WHAT THE EXERCISE ASKS: Skip the pictures. Repeat everything else in the records word for word.

Data extracted from a collection:
------------------------------------

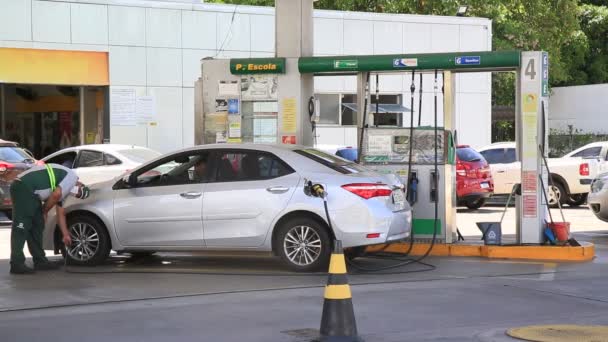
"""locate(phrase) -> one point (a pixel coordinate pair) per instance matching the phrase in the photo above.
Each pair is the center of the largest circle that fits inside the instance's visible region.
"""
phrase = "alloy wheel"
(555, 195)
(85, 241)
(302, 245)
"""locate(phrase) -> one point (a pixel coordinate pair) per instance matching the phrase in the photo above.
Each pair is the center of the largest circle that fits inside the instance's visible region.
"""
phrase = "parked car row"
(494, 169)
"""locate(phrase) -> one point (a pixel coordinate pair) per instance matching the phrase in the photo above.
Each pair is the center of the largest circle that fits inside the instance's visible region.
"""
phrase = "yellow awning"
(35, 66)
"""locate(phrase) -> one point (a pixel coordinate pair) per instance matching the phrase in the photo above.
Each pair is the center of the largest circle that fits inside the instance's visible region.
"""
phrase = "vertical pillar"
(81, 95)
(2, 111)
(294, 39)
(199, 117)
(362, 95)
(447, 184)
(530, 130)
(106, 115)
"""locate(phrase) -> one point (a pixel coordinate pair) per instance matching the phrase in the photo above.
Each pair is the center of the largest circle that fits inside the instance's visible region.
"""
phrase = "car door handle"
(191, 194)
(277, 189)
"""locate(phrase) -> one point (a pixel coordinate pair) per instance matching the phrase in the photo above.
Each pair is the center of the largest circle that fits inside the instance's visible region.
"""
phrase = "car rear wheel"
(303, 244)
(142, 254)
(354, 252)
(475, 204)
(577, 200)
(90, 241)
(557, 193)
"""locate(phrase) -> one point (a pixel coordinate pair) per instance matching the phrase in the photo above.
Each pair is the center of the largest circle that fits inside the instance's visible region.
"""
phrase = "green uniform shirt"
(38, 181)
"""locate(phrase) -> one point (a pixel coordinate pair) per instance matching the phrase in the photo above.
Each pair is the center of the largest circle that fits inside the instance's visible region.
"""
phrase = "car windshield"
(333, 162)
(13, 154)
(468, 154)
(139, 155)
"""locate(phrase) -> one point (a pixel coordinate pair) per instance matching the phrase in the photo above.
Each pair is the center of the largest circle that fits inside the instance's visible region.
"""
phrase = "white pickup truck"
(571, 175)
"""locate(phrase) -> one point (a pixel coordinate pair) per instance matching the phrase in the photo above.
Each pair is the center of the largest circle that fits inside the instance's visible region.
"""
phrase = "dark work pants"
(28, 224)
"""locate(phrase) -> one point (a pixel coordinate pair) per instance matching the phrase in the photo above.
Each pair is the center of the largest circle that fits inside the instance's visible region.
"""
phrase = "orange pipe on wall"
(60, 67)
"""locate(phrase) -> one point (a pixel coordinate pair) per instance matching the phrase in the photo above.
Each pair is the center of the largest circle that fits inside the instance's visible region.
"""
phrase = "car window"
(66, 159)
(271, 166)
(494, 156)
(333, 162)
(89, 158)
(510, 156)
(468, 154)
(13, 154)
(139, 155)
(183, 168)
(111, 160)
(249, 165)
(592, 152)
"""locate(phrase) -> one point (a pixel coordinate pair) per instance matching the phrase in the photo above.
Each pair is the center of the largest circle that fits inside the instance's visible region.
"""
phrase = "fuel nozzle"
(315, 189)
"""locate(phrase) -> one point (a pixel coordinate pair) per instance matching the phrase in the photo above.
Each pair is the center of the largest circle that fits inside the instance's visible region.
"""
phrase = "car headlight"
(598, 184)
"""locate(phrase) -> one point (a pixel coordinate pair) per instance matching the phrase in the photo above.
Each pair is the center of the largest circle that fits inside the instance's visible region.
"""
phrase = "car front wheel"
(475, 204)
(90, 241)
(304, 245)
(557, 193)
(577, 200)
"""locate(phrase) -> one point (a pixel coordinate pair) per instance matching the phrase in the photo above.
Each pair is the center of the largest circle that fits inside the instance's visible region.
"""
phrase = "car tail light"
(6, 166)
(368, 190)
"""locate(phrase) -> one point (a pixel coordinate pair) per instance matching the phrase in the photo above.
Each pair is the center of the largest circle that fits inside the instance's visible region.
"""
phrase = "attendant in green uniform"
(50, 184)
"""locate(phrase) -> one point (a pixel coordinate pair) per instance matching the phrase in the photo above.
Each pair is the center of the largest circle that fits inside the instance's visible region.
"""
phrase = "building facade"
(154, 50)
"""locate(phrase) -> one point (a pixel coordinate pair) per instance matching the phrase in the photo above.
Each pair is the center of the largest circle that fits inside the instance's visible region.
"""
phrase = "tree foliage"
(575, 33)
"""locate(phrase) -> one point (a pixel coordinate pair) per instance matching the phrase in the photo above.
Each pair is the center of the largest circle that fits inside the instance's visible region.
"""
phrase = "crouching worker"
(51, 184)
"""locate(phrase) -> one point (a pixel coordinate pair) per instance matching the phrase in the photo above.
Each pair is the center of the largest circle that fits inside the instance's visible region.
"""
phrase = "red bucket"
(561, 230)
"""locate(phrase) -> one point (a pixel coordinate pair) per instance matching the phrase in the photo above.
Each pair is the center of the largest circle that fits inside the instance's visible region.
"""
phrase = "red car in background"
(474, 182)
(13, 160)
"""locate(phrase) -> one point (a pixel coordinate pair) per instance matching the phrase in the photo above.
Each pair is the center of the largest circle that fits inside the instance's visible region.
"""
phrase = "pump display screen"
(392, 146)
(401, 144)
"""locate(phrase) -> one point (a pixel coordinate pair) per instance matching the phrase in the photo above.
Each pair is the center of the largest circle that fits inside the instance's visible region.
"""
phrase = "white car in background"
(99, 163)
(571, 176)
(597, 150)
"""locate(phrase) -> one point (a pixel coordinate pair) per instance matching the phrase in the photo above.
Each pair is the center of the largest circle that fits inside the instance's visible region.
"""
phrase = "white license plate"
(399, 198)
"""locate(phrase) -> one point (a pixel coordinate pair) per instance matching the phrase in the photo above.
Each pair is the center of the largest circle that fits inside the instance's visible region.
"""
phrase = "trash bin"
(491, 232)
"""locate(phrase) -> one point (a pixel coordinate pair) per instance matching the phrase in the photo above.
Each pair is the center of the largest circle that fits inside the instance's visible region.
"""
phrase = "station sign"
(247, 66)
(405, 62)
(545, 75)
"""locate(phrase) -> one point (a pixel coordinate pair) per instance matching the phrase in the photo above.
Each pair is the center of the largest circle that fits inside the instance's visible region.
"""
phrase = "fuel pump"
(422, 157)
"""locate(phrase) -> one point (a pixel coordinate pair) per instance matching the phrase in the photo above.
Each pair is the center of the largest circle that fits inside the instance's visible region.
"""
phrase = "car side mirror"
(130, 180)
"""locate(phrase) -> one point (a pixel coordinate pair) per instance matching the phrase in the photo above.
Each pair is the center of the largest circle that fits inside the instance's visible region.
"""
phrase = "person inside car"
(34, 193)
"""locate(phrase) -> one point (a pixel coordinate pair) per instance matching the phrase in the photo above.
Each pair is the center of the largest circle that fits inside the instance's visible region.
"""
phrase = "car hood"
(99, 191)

------------------------------------

ANSWER TO THE PROBLEM:
"""locate(phrase) -> one point (a pixel coordinate pair) per instance matching the phrase in the photo above.
Each pair is the center of the largest circle that fits inside the instance's visible region.
"""
phrase = "alloy wheel"
(555, 195)
(85, 241)
(302, 245)
"""locate(phrase) -> one point (a pixel coordinate pair) per instance matching the phrase in the photo above.
Each pair is the center of the largest circle that fits inside the instance's visible region.
"""
phrase = "parked car row"
(494, 169)
"""locate(phrase) -> one point (a pixel coordinate pair) per instance matching the phrase in the photo above.
Each pair is the center of the largest circle that fits inside the instance's visible region.
"""
phrase = "yellow awning"
(35, 66)
"""locate(phrase) -> one point (a pixel coordinate pair) per instance matching the phrase in the photo above.
Each pair is the center of the largest circle that fits inside the instance's visible region.
"""
phrase = "vertical pillar"
(81, 95)
(2, 111)
(294, 39)
(199, 117)
(362, 95)
(447, 184)
(530, 130)
(106, 115)
"""locate(phrase) -> one point (a pixel coordinate pair) per instance matching the phrase in the photo above.
Each pair is the center of the largest circle that fits inside the instance's visible region.
"""
phrase = "car door handle"
(191, 194)
(277, 189)
"""locate(phrase) -> one point (a pixel coordinate pair) per instance matching the phrase in the photo above.
Each pair is the center of the largest circle that fits inside the instance's visible region.
"""
phrase = "car rear wheel"
(303, 244)
(142, 254)
(354, 252)
(475, 204)
(577, 200)
(90, 241)
(557, 193)
"""locate(phrase) -> one point (a pixel coordinate pair) per instance matching the phrase in the photo above.
Each pair is the center of the largest circle that fits inside the instance's visible region.
"""
phrase = "green uniform shirt"
(38, 181)
"""locate(phrase) -> one point (a pixel coordinate pair) per instance matching the phrase in the photo above.
Each pair is the center of the largest circle that fits inside the instance's visible region.
"""
phrase = "car windshield"
(333, 162)
(13, 154)
(468, 154)
(139, 155)
"""locate(phrase) -> one point (a pixel coordinate pair) per instance matching the phrase in the photo above.
Each pair is the center of the largest circle that fits inside the instance's visible region.
"""
phrase = "white pickup truck"
(571, 175)
"""locate(phrase) -> one point (a pixel coordinate pair) per instance matching the phrase in the photo above.
Each pair is the center of the largest circle that fits inside the instance's visible region.
"""
phrase = "dark work pants"
(28, 224)
"""locate(phrase) -> one point (a pixel coordinate pair) per instance matching the phrase in the photo above.
Each pair is the center of the largest circle that fits inside the instance's visible region.
"""
phrase = "orange pipe on wall"
(60, 67)
"""locate(phrase) -> one point (a pixel coordinate pair) per instance matching the phrase in the photo above.
Each pair is the center of the largest circle that fits inside the instance's visible region.
"""
phrase = "car window"
(66, 159)
(271, 166)
(494, 156)
(333, 162)
(89, 158)
(510, 156)
(468, 154)
(13, 154)
(139, 155)
(183, 168)
(111, 160)
(249, 165)
(592, 152)
"""locate(phrase) -> one point (a pixel coordinate pair) per instance matching the phrase in the photo above.
Each pair is the center of the largest circle that fits inside the instance's visible region.
"""
phrase = "fuel nozzle"
(315, 189)
"""locate(phrase) -> one point (a pixel coordinate pair) per instance matching the phrase in the photo above.
Each pair is the center of the largest circle that fits inside the instance's visible region.
"""
phrase = "car headlight"
(598, 184)
"""locate(phrase) -> one point (a pixel coordinate pair) per instance matching the phrase in the photo above.
Each pair is the center of the largest circle that fits inside the instance's visible region.
"""
phrase = "car front wheel"
(475, 204)
(90, 241)
(304, 245)
(557, 193)
(577, 200)
"""locate(phrase) -> one point (a pixel coordinate pair) per instance matching the phrase in the photo above.
Each pair is the center of the largest circle that fits inside the instance's visible region.
"""
phrase = "car tail light"
(6, 166)
(368, 190)
"""locate(phrase) -> one point (a pixel coordinate pair) per instance matching the phrase in the photo above.
Each pair is the center of the largest circle that fits inside the instance's visible region.
"""
phrase = "attendant in green uniform"
(50, 184)
"""locate(phrase) -> one point (a pixel coordinate pair) per instance matching the phrase in the photo above.
Each pair is the center of the largest circle that fits inside the instance's visible region.
"""
phrase = "building facade"
(154, 50)
"""locate(phrase) -> one point (a pixel coordinate pair) per instance matching the phrase in the photo above.
Each pair is the center of the largest circle that fits inside the instance's visible region.
"""
phrase = "tree foliage"
(575, 33)
"""locate(phrase) -> one point (a pixel coordinate pair) per instance matching the phrase in the photo above.
Each pair is the center of the largest circle that fits inside the instance's visible region.
"""
phrase = "crouching worker"
(51, 184)
"""locate(phrase) -> one point (a pixel coordinate pair) per instance matching the phrase in the photo above.
Each pair is the center of the largest circle that fits inside the instance's visible region.
"""
phrase = "red bucket"
(561, 230)
"""locate(phrase) -> one point (a pixel coordinate pair) per instance matching the phrase in the photo above.
Each pair is the center of the largest circle that fits inside the instance's visible region.
"""
phrase = "red car in background"
(474, 182)
(13, 160)
"""locate(phrase) -> one point (a pixel coordinate pair) per instance matching the phrase in the photo above.
Each pair is the center of the largest circle that fits inside the instance's visible region.
"""
phrase = "pump display screen"
(392, 146)
(401, 144)
"""locate(phrase) -> one point (a pixel coordinate pair) per instance matching the phrase in the photo above.
Each pair is the center of the largest circle that fits inside the instance's visible region.
"""
phrase = "white car in background"
(99, 163)
(571, 176)
(597, 150)
"""locate(phrase) -> one point (a pixel coordinate pair) per instance matching the phrase in the photo above.
Each pair is the center of the largest circle that fits inside the instance's visible region.
"""
phrase = "white license plate"
(399, 198)
"""locate(phrase) -> one point (a pixel coordinate pair) per instance matching the phrase in the photo above.
Each pair is the center of the largest circle that fits inside the instance's visible region.
"""
phrase = "trash bin"
(491, 232)
"""locate(phrase) -> one point (a pixel coordinate pair) per instance matching the phrase in the photo above.
Each pair is the center of the largest circle that fits inside the instance's visible region.
"""
phrase = "station sign"
(247, 66)
(405, 62)
(545, 75)
"""locate(phrase) -> one point (a pixel coordinate pair) per instance matching the phrase in the photo above.
Each pair is the center of the largest circle that fits inside the instance's visible region.
"""
phrase = "fuel pump"
(422, 157)
"""locate(phrase) -> one point (a pixel coordinate pair) per instance matching the phrase in the photo above.
Each pair is the center of the largest circle that fits inside the instance's visible region.
"""
phrase = "car side mirror"
(130, 180)
"""locate(phrase) -> one point (a pixel coordinate pair) per instance matching the phrase in the photo above.
Each pair is the center of the largest circle that fits inside the instance's visible region.
"""
phrase = "person inside car"
(34, 193)
"""locate(phrase) -> one point (a pixel coordinate pair) per instance matching the phrase in the photo above.
Each pair is the center of the largest circle that fits inside the instance's visible region.
"""
phrase = "car hood"
(99, 191)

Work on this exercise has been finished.